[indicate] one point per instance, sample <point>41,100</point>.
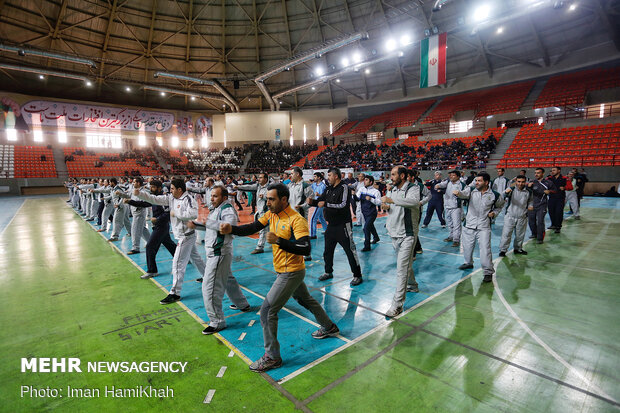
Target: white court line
<point>209,396</point>
<point>538,339</point>
<point>13,217</point>
<point>220,373</point>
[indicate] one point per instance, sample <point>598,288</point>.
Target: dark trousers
<point>536,220</point>
<point>556,211</point>
<point>100,211</point>
<point>433,206</point>
<point>369,229</point>
<point>160,235</point>
<point>340,234</point>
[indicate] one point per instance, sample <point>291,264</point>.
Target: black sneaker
<point>326,276</point>
<point>210,330</point>
<point>170,298</point>
<point>234,307</point>
<point>356,281</point>
<point>322,333</point>
<point>265,363</point>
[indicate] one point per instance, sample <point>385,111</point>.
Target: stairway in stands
<point>529,101</point>
<point>310,156</point>
<point>502,147</point>
<point>59,161</point>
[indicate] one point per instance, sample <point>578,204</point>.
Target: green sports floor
<point>544,337</point>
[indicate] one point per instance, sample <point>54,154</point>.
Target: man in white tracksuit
<point>121,213</point>
<point>453,206</point>
<point>300,191</point>
<point>484,205</point>
<point>519,201</point>
<point>218,278</point>
<point>571,194</point>
<point>138,223</point>
<point>183,209</point>
<point>260,190</point>
<point>402,203</point>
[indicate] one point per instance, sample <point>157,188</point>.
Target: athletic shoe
<point>326,276</point>
<point>322,333</point>
<point>170,298</point>
<point>265,363</point>
<point>210,330</point>
<point>356,281</point>
<point>393,312</point>
<point>234,307</point>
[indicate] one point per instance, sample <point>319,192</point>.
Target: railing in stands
<point>590,112</point>
<point>547,161</point>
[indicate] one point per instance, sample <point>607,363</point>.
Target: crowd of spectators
<point>276,158</point>
<point>365,156</point>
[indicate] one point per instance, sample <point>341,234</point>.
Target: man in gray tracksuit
<point>519,201</point>
<point>218,278</point>
<point>300,191</point>
<point>402,204</point>
<point>121,213</point>
<point>484,205</point>
<point>183,208</point>
<point>260,190</point>
<point>138,223</point>
<point>453,206</point>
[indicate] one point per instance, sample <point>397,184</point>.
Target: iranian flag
<point>433,60</point>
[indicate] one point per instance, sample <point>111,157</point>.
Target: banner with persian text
<point>73,115</point>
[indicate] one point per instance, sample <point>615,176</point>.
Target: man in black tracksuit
<point>557,199</point>
<point>161,230</point>
<point>336,202</point>
<point>436,202</point>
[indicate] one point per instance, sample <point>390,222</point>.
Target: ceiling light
<point>482,12</point>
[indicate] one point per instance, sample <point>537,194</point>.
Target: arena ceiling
<point>233,41</point>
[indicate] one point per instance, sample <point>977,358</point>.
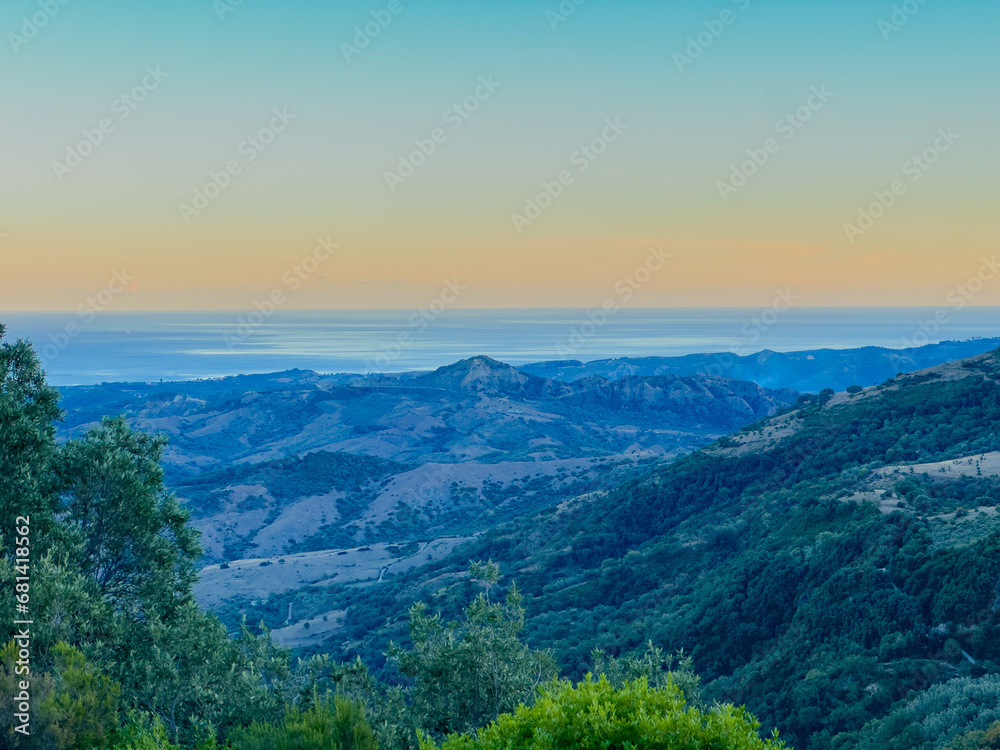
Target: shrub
<point>323,727</point>
<point>595,715</point>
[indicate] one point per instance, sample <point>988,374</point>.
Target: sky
<point>210,155</point>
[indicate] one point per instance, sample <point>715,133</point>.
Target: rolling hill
<point>835,568</point>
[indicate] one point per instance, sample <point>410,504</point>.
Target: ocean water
<point>150,346</point>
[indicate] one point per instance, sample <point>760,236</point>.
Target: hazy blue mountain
<point>805,371</point>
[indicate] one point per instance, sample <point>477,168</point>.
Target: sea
<point>154,346</point>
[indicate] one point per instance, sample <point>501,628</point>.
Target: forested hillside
<point>836,568</point>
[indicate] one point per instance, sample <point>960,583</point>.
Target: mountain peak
<point>482,373</point>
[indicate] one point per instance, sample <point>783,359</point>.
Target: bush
<point>322,727</point>
<point>595,715</point>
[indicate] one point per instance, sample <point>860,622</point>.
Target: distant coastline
<point>150,346</point>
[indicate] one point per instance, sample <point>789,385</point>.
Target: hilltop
<point>805,371</point>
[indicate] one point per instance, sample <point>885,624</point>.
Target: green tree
<point>596,716</point>
<point>341,726</point>
<point>82,709</point>
<point>467,672</point>
<point>132,536</point>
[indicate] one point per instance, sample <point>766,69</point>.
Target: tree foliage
<point>593,715</point>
⁂
### EXERCISE PROMPT
Exactly as written, restate the listing above with its pictures omitted.

### WRITTEN RESPONSE
[indicate] one point per instance, sample <point>41,100</point>.
Target: white court line
<point>209,396</point>
<point>538,339</point>
<point>13,217</point>
<point>220,373</point>
[indicate] one point per instance, sample <point>598,288</point>.
Target: dark trousers
<point>536,220</point>
<point>556,211</point>
<point>100,211</point>
<point>433,206</point>
<point>369,229</point>
<point>160,235</point>
<point>340,234</point>
[indicate] one point per instance, sample <point>291,264</point>.
Target: black sneaker
<point>326,276</point>
<point>210,330</point>
<point>170,298</point>
<point>234,307</point>
<point>356,281</point>
<point>322,333</point>
<point>265,363</point>
[indicate] one point per instance, sample <point>385,111</point>.
Target: stairway in stands
<point>529,101</point>
<point>310,156</point>
<point>502,147</point>
<point>59,161</point>
[indicate] one point per instance, sample <point>578,204</point>.
Target: green sports floor
<point>544,337</point>
[indicate] one point per instance, sample <point>54,154</point>.
Target: man in white tracksuit
<point>121,213</point>
<point>453,206</point>
<point>300,191</point>
<point>484,205</point>
<point>519,201</point>
<point>218,278</point>
<point>571,194</point>
<point>138,223</point>
<point>183,209</point>
<point>260,190</point>
<point>402,203</point>
[indicate] one point per instance, sample <point>157,188</point>.
Target: athletic shoe
<point>326,276</point>
<point>322,333</point>
<point>170,298</point>
<point>265,363</point>
<point>210,330</point>
<point>356,281</point>
<point>393,312</point>
<point>234,307</point>
[indicate] one point per instance, sample <point>319,192</point>.
Target: railing in stands
<point>590,112</point>
<point>547,161</point>
[indicate] one point per instance, sample <point>607,363</point>.
Target: crowd of spectators
<point>276,158</point>
<point>365,156</point>
[indicate] one point per instance, sample <point>341,234</point>.
Target: man in gray tracksuit
<point>519,201</point>
<point>218,278</point>
<point>300,191</point>
<point>402,204</point>
<point>121,213</point>
<point>484,205</point>
<point>183,208</point>
<point>260,190</point>
<point>138,223</point>
<point>453,206</point>
[indicate] one point per instance, sample <point>397,184</point>.
Target: iranian flag
<point>433,60</point>
[indicate] one point per instance, sample <point>111,157</point>.
Target: banner with persian text
<point>73,115</point>
[indicate] one point per instance, sample <point>615,176</point>.
Target: man in black tracksuit
<point>557,199</point>
<point>161,230</point>
<point>336,202</point>
<point>436,202</point>
[indicate] one point per instance, sample <point>390,222</point>.
Target: ceiling light
<point>482,12</point>
[indicate] one point per instance, sample <point>537,194</point>.
Target: arena ceiling
<point>233,41</point>
[indicate] one point per instance, sample <point>977,358</point>.
Target: shrub
<point>323,727</point>
<point>595,715</point>
[indicate] one point per instance, sample <point>988,374</point>.
Target: sky
<point>210,155</point>
[indicate] one point per instance, sample <point>715,133</point>.
Target: rolling hill
<point>835,568</point>
[indicate] one point per instance, sample <point>410,504</point>.
Target: ocean water
<point>150,346</point>
[indicate] one point per instance, sample <point>760,236</point>.
Target: hazy blue mountain
<point>805,371</point>
[indicate] one point per instance, sample <point>477,168</point>.
Target: sea
<point>154,346</point>
[indicate] one point per instance, sample <point>501,628</point>.
Target: forested hillside
<point>836,568</point>
[indicate] one point per instance, sample <point>960,583</point>.
Target: mountain peak
<point>482,373</point>
[indicate] one point per instance, sample <point>783,359</point>.
Target: bush
<point>322,727</point>
<point>595,715</point>
[indicate] one point per instance, sample <point>860,622</point>.
Target: distant coastline
<point>150,346</point>
[indicate] one point per instance, sample <point>789,385</point>.
Target: hilltop
<point>805,371</point>
[indicate] one point per instance, sample <point>885,624</point>.
Target: green tree
<point>596,716</point>
<point>341,726</point>
<point>82,709</point>
<point>467,672</point>
<point>132,536</point>
[indicate] one point per instance, sample <point>766,69</point>.
Target: tree foliage
<point>593,715</point>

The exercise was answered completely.